(PROVIDED ENTRIES begins)
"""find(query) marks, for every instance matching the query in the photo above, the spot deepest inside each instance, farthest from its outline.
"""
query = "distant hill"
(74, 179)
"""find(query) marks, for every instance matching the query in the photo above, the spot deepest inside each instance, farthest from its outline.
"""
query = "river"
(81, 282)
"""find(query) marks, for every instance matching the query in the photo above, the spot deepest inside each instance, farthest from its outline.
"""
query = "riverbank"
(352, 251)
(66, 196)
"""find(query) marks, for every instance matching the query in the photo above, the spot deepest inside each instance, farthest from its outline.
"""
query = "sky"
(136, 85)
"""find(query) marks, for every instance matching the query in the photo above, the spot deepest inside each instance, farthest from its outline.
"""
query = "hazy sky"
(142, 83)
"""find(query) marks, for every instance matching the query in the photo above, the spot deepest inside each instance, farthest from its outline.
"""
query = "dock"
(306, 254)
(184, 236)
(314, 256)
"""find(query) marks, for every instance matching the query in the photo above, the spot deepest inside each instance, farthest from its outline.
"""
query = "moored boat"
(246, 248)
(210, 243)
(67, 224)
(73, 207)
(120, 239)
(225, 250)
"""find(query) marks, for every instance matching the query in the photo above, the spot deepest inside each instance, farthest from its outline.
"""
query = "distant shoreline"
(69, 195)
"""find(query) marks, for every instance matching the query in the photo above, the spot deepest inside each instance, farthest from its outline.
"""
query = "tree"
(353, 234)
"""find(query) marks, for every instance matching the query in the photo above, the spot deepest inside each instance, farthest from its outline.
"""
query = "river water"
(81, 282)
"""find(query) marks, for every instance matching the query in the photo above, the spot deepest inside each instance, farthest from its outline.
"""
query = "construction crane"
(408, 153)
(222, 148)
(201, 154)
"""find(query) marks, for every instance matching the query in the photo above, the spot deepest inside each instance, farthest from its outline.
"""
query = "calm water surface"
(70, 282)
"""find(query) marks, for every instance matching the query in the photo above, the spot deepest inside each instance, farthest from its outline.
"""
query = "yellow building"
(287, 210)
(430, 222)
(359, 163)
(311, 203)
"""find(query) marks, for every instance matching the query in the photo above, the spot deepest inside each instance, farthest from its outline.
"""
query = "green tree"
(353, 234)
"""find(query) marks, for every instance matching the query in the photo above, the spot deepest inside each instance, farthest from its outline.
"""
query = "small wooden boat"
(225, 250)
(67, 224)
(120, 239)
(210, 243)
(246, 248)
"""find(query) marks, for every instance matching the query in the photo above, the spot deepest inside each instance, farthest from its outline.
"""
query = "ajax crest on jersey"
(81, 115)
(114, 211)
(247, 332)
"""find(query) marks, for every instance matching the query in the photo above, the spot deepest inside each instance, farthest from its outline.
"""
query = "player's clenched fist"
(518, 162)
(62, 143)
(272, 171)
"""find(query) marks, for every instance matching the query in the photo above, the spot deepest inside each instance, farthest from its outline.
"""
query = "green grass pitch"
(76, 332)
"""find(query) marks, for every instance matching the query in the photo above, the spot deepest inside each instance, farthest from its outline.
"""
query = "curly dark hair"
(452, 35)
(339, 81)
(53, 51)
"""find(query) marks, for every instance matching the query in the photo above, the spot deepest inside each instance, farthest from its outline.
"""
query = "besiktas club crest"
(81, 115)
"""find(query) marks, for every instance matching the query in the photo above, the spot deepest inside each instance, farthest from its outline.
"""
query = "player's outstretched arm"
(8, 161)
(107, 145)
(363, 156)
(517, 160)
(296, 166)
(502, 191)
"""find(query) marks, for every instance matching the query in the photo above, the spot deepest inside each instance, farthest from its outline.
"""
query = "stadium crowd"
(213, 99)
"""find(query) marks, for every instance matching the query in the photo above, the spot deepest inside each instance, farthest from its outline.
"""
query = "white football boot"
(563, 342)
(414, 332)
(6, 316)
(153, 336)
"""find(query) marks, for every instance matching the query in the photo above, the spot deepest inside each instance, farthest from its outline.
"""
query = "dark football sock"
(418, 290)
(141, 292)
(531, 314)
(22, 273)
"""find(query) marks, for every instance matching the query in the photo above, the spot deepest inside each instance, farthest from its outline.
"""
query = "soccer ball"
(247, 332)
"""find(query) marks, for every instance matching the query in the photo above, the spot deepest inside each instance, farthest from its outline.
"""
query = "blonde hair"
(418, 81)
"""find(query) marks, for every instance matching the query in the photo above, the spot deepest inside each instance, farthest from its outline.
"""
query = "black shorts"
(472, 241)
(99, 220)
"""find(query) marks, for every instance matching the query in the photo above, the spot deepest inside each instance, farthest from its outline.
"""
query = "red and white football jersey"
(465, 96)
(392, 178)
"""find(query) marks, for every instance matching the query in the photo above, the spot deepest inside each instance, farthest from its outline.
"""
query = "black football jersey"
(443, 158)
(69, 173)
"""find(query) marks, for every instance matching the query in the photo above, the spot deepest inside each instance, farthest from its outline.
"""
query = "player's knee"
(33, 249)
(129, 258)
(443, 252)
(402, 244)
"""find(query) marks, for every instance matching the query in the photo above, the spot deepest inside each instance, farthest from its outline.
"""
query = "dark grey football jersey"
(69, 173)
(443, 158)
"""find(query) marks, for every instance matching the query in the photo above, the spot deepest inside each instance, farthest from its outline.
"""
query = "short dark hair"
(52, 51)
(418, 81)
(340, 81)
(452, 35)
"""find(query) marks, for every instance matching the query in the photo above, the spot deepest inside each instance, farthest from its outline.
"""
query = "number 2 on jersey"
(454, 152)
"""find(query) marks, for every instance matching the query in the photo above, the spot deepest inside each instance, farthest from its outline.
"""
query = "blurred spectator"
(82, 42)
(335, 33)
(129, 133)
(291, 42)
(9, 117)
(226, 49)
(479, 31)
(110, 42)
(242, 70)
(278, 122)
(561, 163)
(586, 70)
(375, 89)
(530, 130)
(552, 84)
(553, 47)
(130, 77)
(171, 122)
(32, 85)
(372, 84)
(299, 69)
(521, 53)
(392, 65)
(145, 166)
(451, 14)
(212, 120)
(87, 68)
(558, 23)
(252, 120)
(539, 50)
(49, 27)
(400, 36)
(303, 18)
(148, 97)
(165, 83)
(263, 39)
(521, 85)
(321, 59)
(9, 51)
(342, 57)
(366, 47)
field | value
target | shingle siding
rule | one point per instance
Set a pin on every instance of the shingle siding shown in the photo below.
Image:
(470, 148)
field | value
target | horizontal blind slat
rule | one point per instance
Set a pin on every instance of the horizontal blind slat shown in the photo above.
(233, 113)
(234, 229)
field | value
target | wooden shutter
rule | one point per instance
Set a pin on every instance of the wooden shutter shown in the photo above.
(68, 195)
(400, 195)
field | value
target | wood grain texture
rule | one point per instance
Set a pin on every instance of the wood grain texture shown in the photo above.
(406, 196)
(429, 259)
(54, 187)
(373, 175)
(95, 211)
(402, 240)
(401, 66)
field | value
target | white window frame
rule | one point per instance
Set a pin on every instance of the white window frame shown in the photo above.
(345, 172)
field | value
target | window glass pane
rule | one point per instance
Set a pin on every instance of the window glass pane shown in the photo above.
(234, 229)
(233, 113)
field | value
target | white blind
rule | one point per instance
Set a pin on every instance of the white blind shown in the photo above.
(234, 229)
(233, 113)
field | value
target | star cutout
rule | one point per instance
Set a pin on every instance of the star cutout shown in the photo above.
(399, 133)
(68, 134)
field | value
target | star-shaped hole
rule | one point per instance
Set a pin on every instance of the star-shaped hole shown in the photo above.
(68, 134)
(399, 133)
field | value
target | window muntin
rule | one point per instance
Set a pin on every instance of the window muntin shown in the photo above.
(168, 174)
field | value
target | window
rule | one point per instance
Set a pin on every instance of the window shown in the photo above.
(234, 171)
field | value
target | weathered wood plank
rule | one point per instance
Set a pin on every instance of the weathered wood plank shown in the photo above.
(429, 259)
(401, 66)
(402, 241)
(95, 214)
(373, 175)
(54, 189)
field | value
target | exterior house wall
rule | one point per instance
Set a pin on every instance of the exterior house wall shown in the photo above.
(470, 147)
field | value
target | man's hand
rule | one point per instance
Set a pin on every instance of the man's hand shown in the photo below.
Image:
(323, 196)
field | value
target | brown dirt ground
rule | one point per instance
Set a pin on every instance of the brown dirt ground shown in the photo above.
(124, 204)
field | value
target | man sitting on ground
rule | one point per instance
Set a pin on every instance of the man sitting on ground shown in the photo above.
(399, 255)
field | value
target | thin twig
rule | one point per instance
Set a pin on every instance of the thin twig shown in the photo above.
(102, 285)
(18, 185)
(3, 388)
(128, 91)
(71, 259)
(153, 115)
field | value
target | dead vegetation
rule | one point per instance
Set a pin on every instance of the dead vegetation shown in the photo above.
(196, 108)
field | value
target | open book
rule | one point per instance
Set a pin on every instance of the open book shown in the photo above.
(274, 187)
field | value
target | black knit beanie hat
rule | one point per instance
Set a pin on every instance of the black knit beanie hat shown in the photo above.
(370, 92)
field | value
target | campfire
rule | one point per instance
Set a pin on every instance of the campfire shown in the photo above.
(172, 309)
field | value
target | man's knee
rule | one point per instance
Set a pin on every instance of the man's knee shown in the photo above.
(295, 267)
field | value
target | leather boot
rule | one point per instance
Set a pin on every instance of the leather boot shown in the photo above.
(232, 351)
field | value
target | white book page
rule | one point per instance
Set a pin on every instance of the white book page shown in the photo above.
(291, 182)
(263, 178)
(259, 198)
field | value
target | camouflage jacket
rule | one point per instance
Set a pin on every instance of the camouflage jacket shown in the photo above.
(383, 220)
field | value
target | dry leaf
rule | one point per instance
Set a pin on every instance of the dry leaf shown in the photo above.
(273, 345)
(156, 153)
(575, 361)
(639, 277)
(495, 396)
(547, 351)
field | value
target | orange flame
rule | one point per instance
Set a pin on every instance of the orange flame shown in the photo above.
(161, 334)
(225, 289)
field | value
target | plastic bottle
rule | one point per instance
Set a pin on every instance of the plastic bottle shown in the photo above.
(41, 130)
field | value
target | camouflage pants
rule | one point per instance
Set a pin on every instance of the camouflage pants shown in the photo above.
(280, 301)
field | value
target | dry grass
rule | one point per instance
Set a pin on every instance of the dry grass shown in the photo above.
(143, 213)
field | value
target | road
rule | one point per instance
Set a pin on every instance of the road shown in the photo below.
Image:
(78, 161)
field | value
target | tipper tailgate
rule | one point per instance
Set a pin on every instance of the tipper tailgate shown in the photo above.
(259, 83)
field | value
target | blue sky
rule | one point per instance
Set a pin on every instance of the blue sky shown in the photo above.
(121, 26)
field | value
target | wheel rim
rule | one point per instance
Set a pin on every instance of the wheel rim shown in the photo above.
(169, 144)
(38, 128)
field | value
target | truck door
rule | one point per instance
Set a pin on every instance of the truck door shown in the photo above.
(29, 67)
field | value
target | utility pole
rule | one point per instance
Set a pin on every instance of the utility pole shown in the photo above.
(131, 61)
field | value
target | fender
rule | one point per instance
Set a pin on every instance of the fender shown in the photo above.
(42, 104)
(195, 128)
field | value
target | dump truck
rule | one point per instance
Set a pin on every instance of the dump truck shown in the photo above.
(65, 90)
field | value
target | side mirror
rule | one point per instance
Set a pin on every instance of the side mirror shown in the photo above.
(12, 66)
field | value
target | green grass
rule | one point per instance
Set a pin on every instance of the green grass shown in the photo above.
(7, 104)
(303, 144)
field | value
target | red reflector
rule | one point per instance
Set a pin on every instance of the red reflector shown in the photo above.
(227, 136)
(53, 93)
(PROVIDED ENTRIES ends)
| WHAT YOU NEED TO DO |
If a line in the records above includes the string "hand", copy it.

| SOLUTION FOR THIS PROBLEM |
target | man's hand
Set a pin on every instance of the man's hand shown in the photo below.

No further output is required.